TEXT EXCERPT |

• • • •

This is the Jewish eschatological world-view.  With the holy city having been destroyed by the Roman Empire in 70 AD, God was exiled along with the Jewish people.  Through the agency of time and repentance–because, after all, it was “because of our sins that we were exiled from the land”– along with the assiduous and devoted observance of the commandments, the Jewish people would earn their way back into God’s grace and merit the coming of the Messiah, who would herald God and Israel’s return to the City of Peace.

But after nearly two thousand years of waiting, some Jews lost patience with the idea of a religious resolution to an ongoing historical crisis.  Zionism, one might say, was a “revolution against the rabbis.”  It was an exhaustively conceived, theoretical case for neither praying nor waiting but kickstarting, as techno-centric millenials might say, a diplomatic and pioneering effort of previously unimaginable proportions, to pick oneself up and go home.  Not to wait for redemption but to redeem the land; not to pray one’s service but to labor in the practice of creating a social, economic and political infrastructure that would, within a half-century, build up and knit together centuries of Jewish hope with a radically sudden, immediate, irrevocable reality.

• • • •

[Collection entries]
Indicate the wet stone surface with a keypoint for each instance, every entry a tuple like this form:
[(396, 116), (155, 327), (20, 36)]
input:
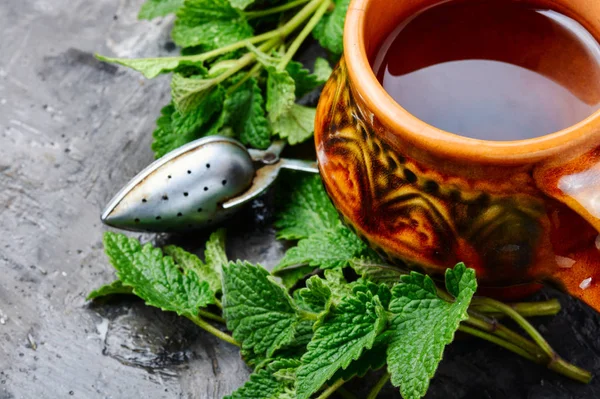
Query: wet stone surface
[(72, 132)]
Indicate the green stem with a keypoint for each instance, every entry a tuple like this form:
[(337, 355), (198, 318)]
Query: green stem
[(213, 330), (243, 62), (331, 389), (211, 316), (308, 315), (499, 341), (499, 334), (345, 394), (380, 384), (314, 20), (526, 309), (520, 320), (493, 327), (274, 10), (219, 304), (253, 71), (300, 17)]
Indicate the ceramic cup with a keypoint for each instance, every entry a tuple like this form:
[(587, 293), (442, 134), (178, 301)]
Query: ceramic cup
[(519, 212)]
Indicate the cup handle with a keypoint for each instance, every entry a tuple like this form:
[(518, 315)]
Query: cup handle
[(576, 183)]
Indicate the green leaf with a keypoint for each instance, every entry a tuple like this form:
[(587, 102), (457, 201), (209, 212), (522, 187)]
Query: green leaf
[(322, 69), (290, 276), (422, 325), (258, 310), (280, 93), (341, 337), (214, 254), (244, 112), (215, 259), (327, 250), (372, 359), (155, 278), (210, 23), (159, 8), (276, 381), (174, 128), (152, 67), (305, 81), (373, 269), (241, 4), (330, 30), (305, 208), (116, 287), (296, 125), (316, 296), (190, 93)]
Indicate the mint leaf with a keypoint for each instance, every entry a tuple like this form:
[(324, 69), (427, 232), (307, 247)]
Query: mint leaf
[(244, 112), (158, 8), (327, 250), (290, 276), (305, 208), (322, 69), (340, 337), (116, 287), (152, 67), (191, 93), (276, 381), (241, 4), (155, 278), (373, 269), (210, 23), (259, 311), (165, 140), (175, 128), (316, 296), (296, 125), (305, 81), (280, 93), (330, 30), (422, 325), (372, 359), (215, 259)]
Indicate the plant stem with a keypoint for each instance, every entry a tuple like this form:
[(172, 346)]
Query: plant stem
[(303, 34), (274, 10), (526, 309), (493, 327), (253, 71), (219, 304), (380, 384), (498, 341), (331, 389), (308, 315), (520, 320), (345, 394), (213, 330), (212, 316)]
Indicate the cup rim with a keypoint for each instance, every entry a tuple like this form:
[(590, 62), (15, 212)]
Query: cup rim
[(439, 141)]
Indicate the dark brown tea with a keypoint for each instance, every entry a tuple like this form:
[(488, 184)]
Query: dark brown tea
[(492, 70)]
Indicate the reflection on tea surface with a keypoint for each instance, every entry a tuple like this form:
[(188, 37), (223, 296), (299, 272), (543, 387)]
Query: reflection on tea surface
[(492, 70)]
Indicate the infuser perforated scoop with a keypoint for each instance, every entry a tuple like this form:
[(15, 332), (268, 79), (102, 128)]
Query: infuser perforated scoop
[(197, 185)]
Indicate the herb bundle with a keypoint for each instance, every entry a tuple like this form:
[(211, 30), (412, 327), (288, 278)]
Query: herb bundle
[(306, 337), (309, 326), (236, 75)]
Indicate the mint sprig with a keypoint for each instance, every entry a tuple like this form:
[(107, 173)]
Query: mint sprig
[(236, 75)]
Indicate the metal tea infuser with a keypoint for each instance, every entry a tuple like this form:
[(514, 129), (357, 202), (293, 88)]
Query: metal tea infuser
[(197, 185)]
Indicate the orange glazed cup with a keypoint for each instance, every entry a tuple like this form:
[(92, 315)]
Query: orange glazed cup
[(519, 212)]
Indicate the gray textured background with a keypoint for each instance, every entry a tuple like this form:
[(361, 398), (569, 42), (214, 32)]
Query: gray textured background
[(73, 131)]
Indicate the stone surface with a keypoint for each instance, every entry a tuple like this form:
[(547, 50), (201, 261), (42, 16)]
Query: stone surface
[(72, 131)]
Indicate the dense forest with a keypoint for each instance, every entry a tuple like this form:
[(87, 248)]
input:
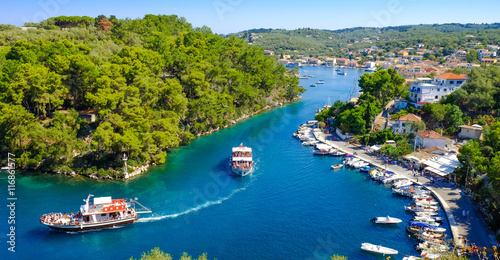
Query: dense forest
[(315, 42), (76, 93)]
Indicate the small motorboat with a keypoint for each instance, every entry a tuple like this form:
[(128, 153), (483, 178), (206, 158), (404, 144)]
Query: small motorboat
[(426, 202), (430, 246), (386, 220), (423, 213), (428, 218), (421, 208), (337, 153), (364, 168), (378, 249), (337, 166)]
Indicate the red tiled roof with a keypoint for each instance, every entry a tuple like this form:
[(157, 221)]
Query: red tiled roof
[(449, 75), (410, 117), (434, 148), (430, 134)]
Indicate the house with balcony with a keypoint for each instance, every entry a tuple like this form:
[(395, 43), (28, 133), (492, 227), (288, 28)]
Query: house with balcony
[(470, 132), (403, 125), (426, 90)]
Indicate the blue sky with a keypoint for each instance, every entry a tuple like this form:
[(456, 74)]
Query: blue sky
[(227, 16)]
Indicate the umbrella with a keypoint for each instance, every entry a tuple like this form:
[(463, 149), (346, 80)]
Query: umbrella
[(420, 224)]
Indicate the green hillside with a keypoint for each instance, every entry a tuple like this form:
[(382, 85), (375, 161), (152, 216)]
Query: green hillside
[(76, 93)]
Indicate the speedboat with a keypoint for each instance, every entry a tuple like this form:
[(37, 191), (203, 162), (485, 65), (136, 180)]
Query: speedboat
[(337, 166), (378, 249), (426, 202), (320, 152), (337, 153), (426, 220), (429, 246), (421, 208), (400, 183), (386, 220), (426, 217), (423, 213)]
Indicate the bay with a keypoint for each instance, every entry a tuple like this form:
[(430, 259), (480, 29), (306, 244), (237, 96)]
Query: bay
[(291, 207)]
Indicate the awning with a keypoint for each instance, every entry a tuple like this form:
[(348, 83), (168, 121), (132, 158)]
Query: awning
[(436, 171), (241, 159), (102, 200), (242, 149)]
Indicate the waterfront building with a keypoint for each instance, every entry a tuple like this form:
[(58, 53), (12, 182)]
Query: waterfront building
[(403, 125), (429, 139), (470, 132), (426, 90)]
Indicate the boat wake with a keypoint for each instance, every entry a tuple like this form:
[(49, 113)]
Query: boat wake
[(199, 207)]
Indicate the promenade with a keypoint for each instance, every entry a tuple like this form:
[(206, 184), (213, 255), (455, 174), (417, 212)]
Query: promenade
[(452, 198)]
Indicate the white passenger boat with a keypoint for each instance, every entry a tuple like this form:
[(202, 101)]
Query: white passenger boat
[(337, 153), (337, 166), (433, 247), (241, 160), (378, 249), (386, 220), (425, 217), (412, 258), (421, 208), (423, 213), (400, 183), (103, 212), (426, 202), (427, 220)]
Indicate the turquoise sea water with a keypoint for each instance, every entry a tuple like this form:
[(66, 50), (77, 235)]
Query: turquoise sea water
[(291, 207)]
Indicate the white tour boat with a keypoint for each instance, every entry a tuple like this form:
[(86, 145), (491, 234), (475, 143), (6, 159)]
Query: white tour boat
[(241, 160), (103, 212), (378, 249), (337, 166), (386, 220)]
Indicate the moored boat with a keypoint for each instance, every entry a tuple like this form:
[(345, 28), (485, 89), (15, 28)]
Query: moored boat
[(337, 166), (241, 160), (103, 212), (378, 249), (386, 220)]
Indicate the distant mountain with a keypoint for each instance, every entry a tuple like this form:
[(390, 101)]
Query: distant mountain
[(316, 42)]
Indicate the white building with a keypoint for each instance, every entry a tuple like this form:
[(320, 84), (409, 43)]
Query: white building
[(426, 90), (430, 138), (403, 125), (470, 132)]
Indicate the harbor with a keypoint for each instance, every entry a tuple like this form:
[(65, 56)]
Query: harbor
[(453, 200)]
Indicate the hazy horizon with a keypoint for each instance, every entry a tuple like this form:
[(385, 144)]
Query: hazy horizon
[(232, 16)]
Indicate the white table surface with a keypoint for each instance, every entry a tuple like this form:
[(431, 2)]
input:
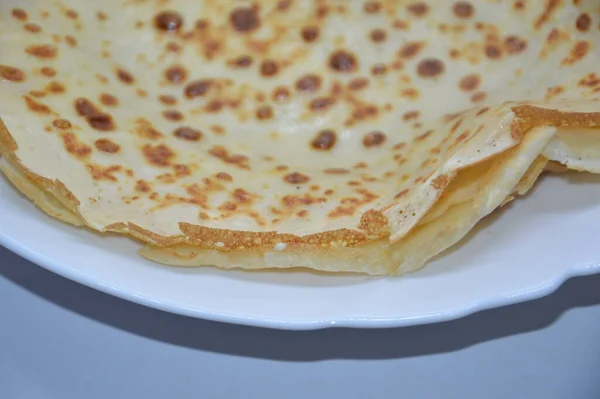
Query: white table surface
[(59, 339)]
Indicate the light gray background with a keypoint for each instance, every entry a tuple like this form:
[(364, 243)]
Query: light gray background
[(59, 339)]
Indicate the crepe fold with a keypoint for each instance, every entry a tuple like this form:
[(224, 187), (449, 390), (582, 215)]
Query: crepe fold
[(342, 136)]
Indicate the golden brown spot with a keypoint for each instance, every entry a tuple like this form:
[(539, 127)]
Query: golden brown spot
[(36, 106), (49, 72), (42, 51), (268, 68), (308, 83), (173, 47), (410, 115), (583, 22), (358, 83), (418, 9), (73, 146), (493, 52), (310, 34), (520, 5), (343, 61), (62, 124), (85, 107), (167, 99), (242, 196), (324, 140), (173, 115), (93, 115), (463, 9), (72, 14), (182, 170), (411, 49), (159, 155), (168, 21), (441, 182), (296, 178), (107, 146), (378, 35), (430, 67), (423, 136), (31, 27), (514, 44), (187, 133), (125, 76), (243, 61), (109, 100), (264, 112), (101, 122), (214, 106), (55, 88), (224, 176), (478, 97), (175, 74), (374, 139), (19, 14), (198, 88), (482, 111), (142, 186), (11, 73), (578, 52), (378, 70), (469, 82), (321, 103), (244, 19)]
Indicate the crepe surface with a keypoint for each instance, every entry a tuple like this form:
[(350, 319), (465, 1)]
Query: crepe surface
[(339, 135)]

• • • •

YOUR INSTRUCTIONS | Pick up the passage on Jewish exile and Zionism after its last sentence and carry it forward with a few more paragraphs in the same voice.

RESULT |
The older I get the more I appreciate this undeniable achievement.  One hundred years ago, in 1915, the Ottoman Empire still ruled Palestine, not yet having lost the territory to the British, who would go on to win the war and inherit, with considerable and understandable reluctance, the responsibility for determining who could live in the land.  By the 1920s it would be clear to all that Jews and Arabs would fight with every breath and fiber of their being for advantage and behave, in turn, in decidedly unheavenly ways to achieve their ends.

Prior to the Second World War and up to our own day, it was always the case that the majority of world Jewry would elect to live more closely to the Heavenly Jerusalem, leaving for dreamers, pioneers and persecuted refugees fleeing pogroms, rampant anti-Semitism, and ultimately, the Holocaust, Earthly Jerusalem.  By war’s end and the balance of Diaspora power shifting to the United States, American Jews expressed their Zionism primarily through financial support and diplomacy.  Like Gad, Reuben and the half-tribe of Menashe that asked Moses for permission to live outside the land and enjoy its economic wealth–while promising to offer support in time of war–American Jews are, for the most part, Zionists of the heart and the wallet.

We have opinions but we don’t really live them down there, on the ground.  We remain lofty and distant, even heavenly in our ideals and aspirations for the Jewish homeland.

Our generosity is admirable.  Even inspiring.  And when it is rooted in the pluralistic and democratic values that we cherish so deeply as American Jews, we are even proud of the ways in which our influence shapes a more civil, diverse and expressive Israeli democracy.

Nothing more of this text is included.